Return the following data verbatim, line by line, leaving out the pictures.
BEGIN Data section
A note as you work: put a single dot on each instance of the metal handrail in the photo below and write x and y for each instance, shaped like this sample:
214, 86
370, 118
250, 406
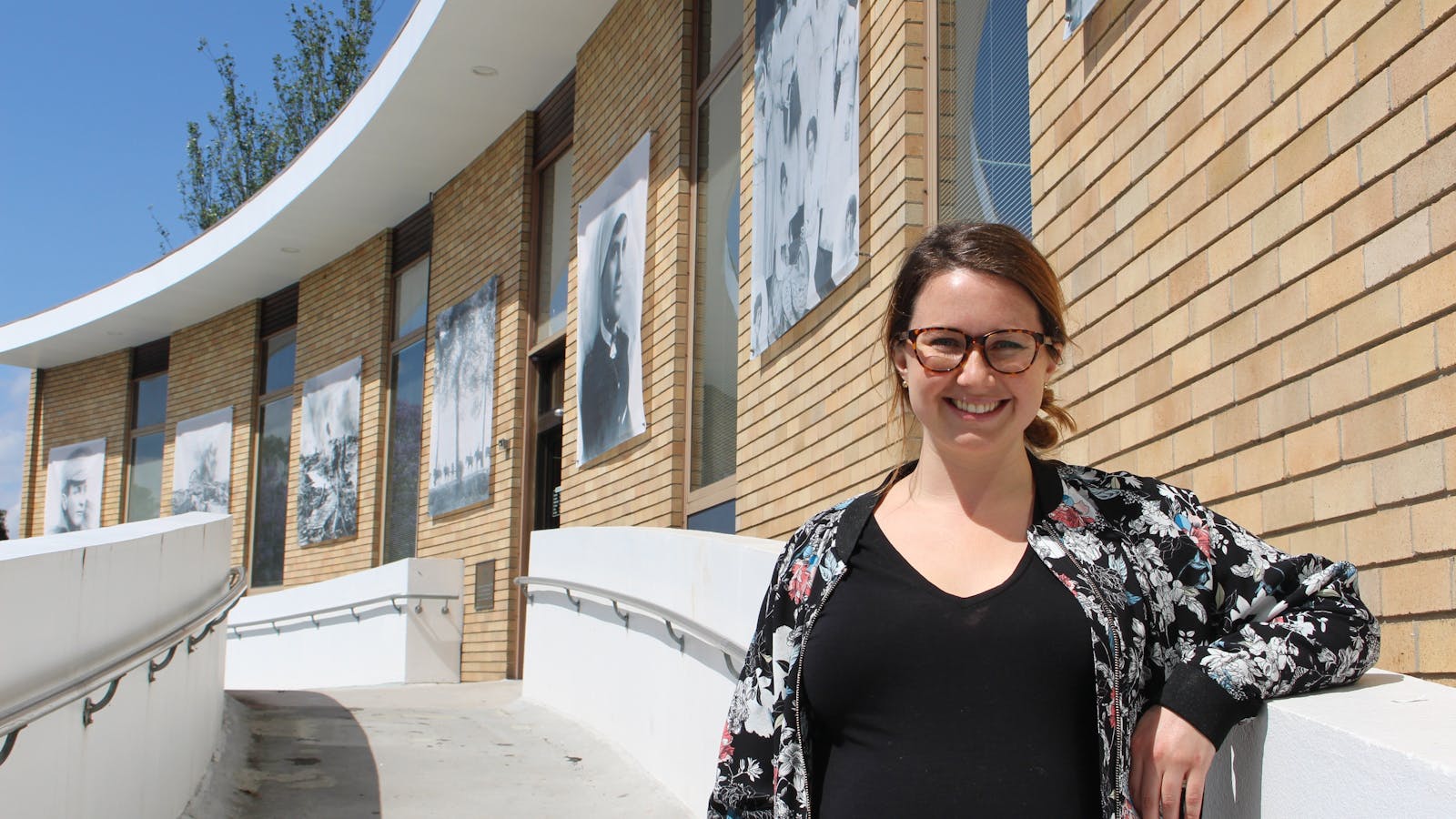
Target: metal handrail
111, 672
313, 615
733, 652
END Data section
| Solution for this exercise |
A note as you work: put a single dot on each instance of the metal handrail in the photo below and write x and y for each instance, shaped like this sample:
214, 86
370, 118
250, 406
Target: metal handrail
111, 672
313, 615
733, 652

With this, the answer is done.